● AIM
In the rows below, locate each line that contains the string "smartphone" and copy those lines out. The match is case-sensitive.

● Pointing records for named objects
## start

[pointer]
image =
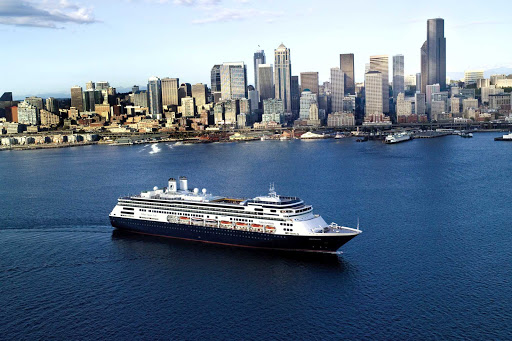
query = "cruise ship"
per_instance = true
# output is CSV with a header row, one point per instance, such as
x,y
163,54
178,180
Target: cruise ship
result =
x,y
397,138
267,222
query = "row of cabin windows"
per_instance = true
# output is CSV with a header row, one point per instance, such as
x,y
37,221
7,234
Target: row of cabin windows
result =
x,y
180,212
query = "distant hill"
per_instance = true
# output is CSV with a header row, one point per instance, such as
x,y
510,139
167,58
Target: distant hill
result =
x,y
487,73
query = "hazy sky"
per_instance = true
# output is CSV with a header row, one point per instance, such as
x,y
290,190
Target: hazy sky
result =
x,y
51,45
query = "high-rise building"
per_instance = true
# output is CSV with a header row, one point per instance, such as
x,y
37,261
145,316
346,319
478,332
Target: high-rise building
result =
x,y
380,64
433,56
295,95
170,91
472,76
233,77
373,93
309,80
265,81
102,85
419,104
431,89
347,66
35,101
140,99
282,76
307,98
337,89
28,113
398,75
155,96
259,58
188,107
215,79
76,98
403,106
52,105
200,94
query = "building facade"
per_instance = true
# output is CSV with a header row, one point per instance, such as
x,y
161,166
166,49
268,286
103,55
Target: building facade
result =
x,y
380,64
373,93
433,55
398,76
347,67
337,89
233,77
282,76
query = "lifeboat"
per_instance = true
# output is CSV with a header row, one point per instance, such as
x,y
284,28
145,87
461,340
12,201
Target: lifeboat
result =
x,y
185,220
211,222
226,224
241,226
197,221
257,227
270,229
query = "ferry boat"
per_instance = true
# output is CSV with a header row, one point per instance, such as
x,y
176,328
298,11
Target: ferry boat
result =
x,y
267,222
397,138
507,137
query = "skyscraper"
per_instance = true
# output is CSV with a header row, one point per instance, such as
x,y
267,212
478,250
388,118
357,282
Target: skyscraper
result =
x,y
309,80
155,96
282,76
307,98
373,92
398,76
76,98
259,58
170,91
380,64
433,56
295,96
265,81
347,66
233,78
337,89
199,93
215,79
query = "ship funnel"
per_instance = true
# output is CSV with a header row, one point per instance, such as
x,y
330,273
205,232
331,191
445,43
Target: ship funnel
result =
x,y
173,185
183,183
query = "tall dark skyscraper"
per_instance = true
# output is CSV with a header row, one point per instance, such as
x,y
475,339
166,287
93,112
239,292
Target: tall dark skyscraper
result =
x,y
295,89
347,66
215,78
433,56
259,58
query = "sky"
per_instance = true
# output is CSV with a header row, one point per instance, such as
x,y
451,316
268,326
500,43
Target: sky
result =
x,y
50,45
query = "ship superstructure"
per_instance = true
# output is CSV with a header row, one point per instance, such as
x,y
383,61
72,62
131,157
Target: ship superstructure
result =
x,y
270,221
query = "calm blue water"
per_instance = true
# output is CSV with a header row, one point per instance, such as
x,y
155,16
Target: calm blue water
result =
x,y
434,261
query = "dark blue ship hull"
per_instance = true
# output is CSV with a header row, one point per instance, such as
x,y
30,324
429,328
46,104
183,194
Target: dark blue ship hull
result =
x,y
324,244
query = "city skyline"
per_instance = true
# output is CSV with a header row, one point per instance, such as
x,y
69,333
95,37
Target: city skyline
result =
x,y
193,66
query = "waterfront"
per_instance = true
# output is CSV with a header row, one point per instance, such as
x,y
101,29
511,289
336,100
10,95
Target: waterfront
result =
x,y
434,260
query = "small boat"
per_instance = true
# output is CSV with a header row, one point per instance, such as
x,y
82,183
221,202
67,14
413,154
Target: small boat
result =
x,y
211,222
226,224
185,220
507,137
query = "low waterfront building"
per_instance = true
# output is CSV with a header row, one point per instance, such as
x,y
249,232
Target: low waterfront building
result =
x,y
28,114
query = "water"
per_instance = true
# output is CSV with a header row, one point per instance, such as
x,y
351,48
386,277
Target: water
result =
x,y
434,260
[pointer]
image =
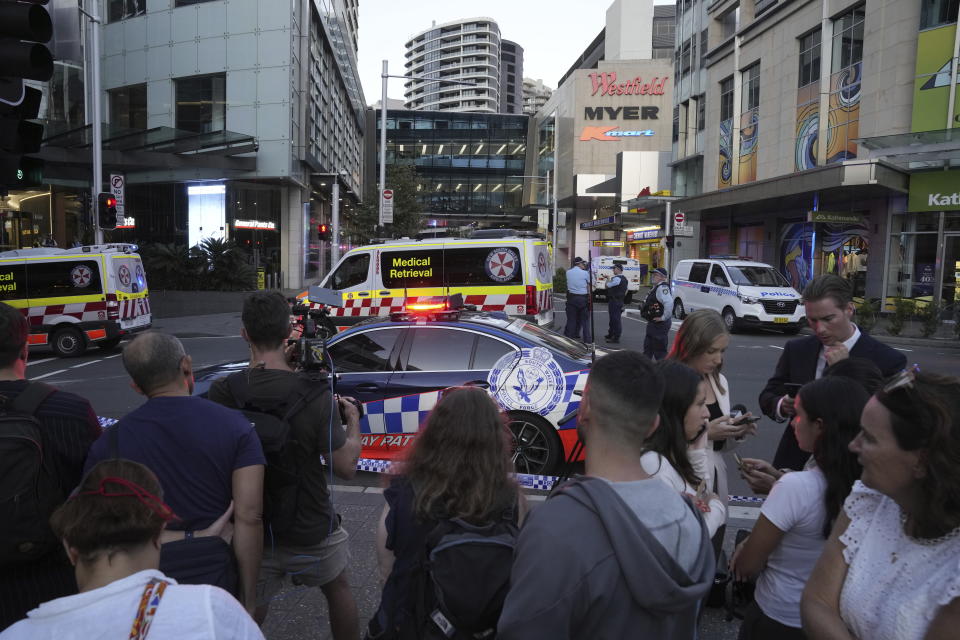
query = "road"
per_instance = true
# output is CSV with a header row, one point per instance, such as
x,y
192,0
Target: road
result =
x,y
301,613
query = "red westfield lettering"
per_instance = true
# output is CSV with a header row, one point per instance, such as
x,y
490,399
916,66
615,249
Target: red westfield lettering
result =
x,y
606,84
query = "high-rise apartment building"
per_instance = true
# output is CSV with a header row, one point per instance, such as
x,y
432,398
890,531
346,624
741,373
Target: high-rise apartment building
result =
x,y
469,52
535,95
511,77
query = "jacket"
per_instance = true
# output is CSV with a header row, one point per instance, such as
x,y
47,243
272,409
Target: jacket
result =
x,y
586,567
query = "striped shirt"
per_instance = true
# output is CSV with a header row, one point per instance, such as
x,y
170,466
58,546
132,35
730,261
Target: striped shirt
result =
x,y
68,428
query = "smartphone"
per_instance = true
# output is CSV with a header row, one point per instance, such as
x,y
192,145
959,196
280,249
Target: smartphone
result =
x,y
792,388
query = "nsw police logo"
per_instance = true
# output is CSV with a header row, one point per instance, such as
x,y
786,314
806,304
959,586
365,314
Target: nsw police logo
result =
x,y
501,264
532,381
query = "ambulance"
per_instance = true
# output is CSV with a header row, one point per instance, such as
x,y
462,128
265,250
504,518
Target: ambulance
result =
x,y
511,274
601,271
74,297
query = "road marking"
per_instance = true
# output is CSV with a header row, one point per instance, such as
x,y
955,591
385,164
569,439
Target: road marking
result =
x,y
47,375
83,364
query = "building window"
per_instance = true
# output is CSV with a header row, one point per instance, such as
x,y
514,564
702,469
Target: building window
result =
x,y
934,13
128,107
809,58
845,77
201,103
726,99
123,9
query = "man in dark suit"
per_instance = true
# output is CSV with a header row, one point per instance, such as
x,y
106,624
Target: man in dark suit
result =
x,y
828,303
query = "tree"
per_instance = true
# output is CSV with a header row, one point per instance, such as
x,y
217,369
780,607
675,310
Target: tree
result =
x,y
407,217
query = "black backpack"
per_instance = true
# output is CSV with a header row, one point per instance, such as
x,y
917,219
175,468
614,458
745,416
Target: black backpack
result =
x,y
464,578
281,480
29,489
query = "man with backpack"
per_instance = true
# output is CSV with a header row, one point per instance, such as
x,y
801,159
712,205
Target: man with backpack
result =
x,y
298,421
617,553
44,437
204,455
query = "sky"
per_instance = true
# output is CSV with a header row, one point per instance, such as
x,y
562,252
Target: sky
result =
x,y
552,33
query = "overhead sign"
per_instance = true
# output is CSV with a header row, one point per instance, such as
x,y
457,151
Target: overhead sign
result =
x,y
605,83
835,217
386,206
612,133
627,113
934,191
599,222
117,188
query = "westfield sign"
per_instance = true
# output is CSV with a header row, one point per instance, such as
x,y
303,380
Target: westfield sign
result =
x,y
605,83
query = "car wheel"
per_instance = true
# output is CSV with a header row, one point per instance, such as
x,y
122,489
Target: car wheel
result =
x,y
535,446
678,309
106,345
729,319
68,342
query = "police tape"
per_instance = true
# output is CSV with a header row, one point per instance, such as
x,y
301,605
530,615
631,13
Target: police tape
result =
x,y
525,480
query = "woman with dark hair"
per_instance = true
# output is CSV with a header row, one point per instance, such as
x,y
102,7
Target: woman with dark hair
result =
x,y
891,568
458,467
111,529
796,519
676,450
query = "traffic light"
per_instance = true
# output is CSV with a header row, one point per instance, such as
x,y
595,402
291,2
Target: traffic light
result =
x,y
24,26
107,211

## end
## start

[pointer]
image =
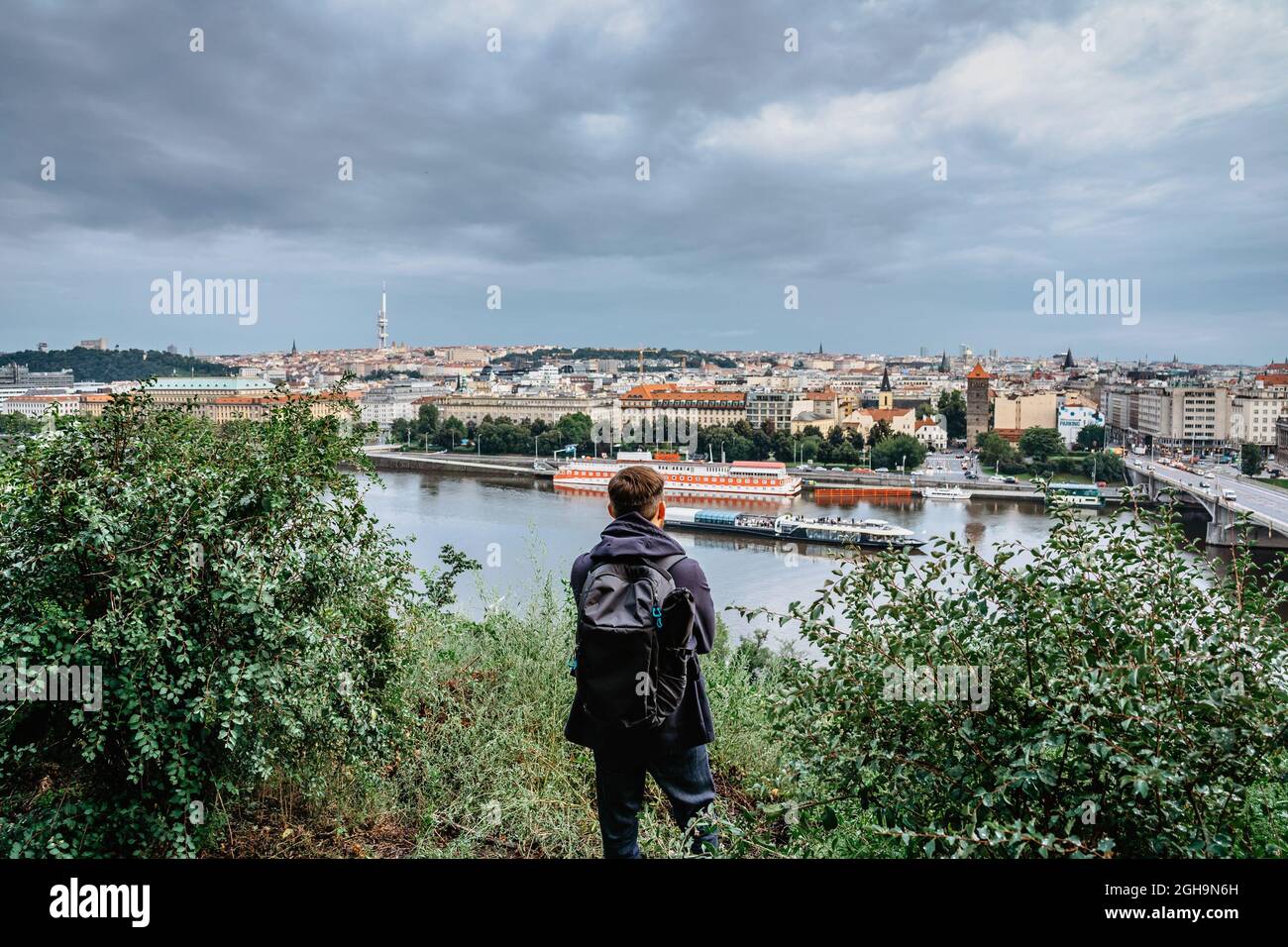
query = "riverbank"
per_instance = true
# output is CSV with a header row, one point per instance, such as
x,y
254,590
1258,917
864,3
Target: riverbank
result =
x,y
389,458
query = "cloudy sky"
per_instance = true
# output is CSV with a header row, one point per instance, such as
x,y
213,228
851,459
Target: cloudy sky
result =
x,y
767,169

## end

● RESULT BELOW
query = "smartphone"
Target: smartphone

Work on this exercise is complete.